Text section:
-- -- --

Intel ARC 770 Segmentation fault

JannisFengler commented 1 year ago

Describe the bug

I am encountering a consistent segmentation fault during the training of machine learning models using the Intel ARC 770 GPU. The fault appears after a certain number of training steps and is noticeably more frequent when working with larger models or datasets.

import torch
import torch.nn as nn
import torch.optim as optim
import intel_extension_for_pytorch as ipex
import time
import csv

torch.set_default_dtype(torch.float32)
# Define a simple neural network model with one hidden layer
class SimpleModel(nn.Module):
    def __init__(self, input_size: int, hidden_size: int, output_size: int):
        super(SimpleModel, self).__init__()
        self.fc1 = nn.Linear(input_size, hidden_size)
        self.fc2 = nn.Linear(hidden_size, hidden_size * 2)
        self.fc3 = nn.Linear(hidden_size * 2, hidden_size)
        self.fc4 = nn.Linear(hidden_size, output_size)

    def forward(self, x: torch.Tensor) -> torch.Tensor:
        x = torch.relu(self.fc1(x))
        x = torch.relu(self.fc2(x))
        x = torch.relu(self.fc3(x))
        return self.fc4(x)

input_size = 10
hidden_size = 500
output_size = 100
num_samples = 1000
# Generate random dummy data
data = torch.randn(num_samples, input_size, dtype=torch.float32)

-- -- --

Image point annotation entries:
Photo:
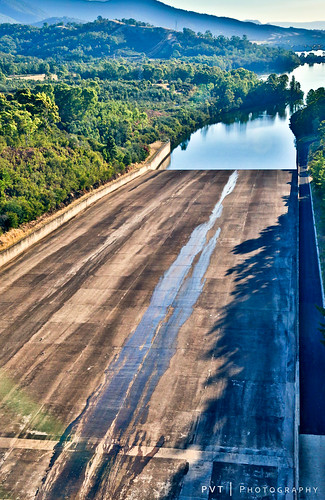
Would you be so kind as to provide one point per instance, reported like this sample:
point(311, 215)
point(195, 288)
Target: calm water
point(253, 141)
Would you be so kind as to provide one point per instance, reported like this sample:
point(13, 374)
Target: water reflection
point(244, 140)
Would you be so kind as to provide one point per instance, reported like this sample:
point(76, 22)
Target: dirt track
point(151, 342)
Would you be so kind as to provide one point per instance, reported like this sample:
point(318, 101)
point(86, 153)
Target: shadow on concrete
point(256, 339)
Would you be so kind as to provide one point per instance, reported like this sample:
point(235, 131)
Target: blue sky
point(263, 10)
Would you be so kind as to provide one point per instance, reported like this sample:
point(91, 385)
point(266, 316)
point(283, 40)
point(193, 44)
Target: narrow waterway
point(247, 140)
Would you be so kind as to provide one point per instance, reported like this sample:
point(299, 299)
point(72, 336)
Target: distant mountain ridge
point(159, 14)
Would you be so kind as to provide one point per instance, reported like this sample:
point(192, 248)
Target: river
point(251, 141)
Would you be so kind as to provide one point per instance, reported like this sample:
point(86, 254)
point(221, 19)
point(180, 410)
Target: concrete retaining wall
point(64, 216)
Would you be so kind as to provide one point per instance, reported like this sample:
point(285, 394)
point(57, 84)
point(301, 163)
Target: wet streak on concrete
point(134, 375)
point(220, 388)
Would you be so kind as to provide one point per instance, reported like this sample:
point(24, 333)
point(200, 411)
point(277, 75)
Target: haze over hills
point(158, 14)
point(313, 25)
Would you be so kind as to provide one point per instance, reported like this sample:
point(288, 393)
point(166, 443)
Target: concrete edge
point(38, 233)
point(297, 367)
point(317, 245)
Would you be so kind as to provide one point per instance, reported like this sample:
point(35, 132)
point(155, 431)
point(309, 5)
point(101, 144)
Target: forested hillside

-- -- --

Short problem 1:
For the bug report about the Intel ARC 770 above, decide whether each statement agrees with it. Answer yes or no for each, and quote the words of the report that settle it.
(a) The fault occurs after a certain number of training steps.
(b) The variable hidden_size is set to 100.
(c) The default tensor type is set to float16.
Short problem 2:
In the bug report about the Intel ARC 770, what value is assigned to num_samples?
Short problem 3:
Pick up the code in the bug report about the Intel ARC 770 segmentation fault and continue it from its last line.

Final answer 1:
(a) Yes: "The fault appears after a certain number of training steps."
(b) No: "hidden_size = 500"
(c) No: "torch.set_default_dtype(torch.float32)"

Final answer 2:
1000

Final answer 3:
# Random input data
target = torch.randn(num_samples, output_size, dtype=torch.float32)  # Random target values

train_dataset = torch.utils.data.TensorDataset(data, target)
train_loader = torch.utils.data.DataLoader(train_dataset, batch_size=32, shuffle=True)

# Initialize the model, criterion, and optimizer
model = SimpleModel(input_size, hidden_size, output_size)
criterion = nn.MSELoss()
optimizer = optim.SGD(model.parameters(), lr=0.01)

# Training function
def train_one_epoch(
    train_loader: torch.utils.data.DataLoader,
    model: nn.Module,
    criterion: nn.Module,
    optimizer: optim.Optimizer,
    device: torch.device
) -> float:
    """
    Train the model for one epoch and return the average loss.

    Args:
        train_loader (torch.utils.data.DataLoader): DataLoader for training data.
        model (nn.Module): Neural network model.
        criterion (nn.Module): Loss function.
        optimizer (optim.Optimizer): Optimizer.
        device (torch.device): Device to run the model on (e.g., "cuda" or "cpu").

    Returns:
        float: Average loss for the epoch.
    """

    model.train()  # Set model to training mode
    total_loss = 0.0

    for batch_idx, (data, target) in enumerate(train_loader):
        data, target = data.to(device), target.to(device)

        optimizer.zero_grad()  # Zero out gradients
        outputs = model(data)  # Forward pass
        loss = criterion(outputs, target)  # Compute loss
        loss.backward()  # Backward pass
        optimizer.step()  # Update weights

        total_loss += loss.item()

    average_loss = total_loss / len(train_loader)
    return average_loss

# Example usage:
device = 'xpu' 
model = model.to(device)
model, optimizer =  ipex.optimize(model, optimizer=optimizer)
criterion.to(device)

# Initialize CSV logging
csv_file = "training_log.csv"
with open(csv_file, mode='w', newline='') as file:
    writer = csv.writer(file)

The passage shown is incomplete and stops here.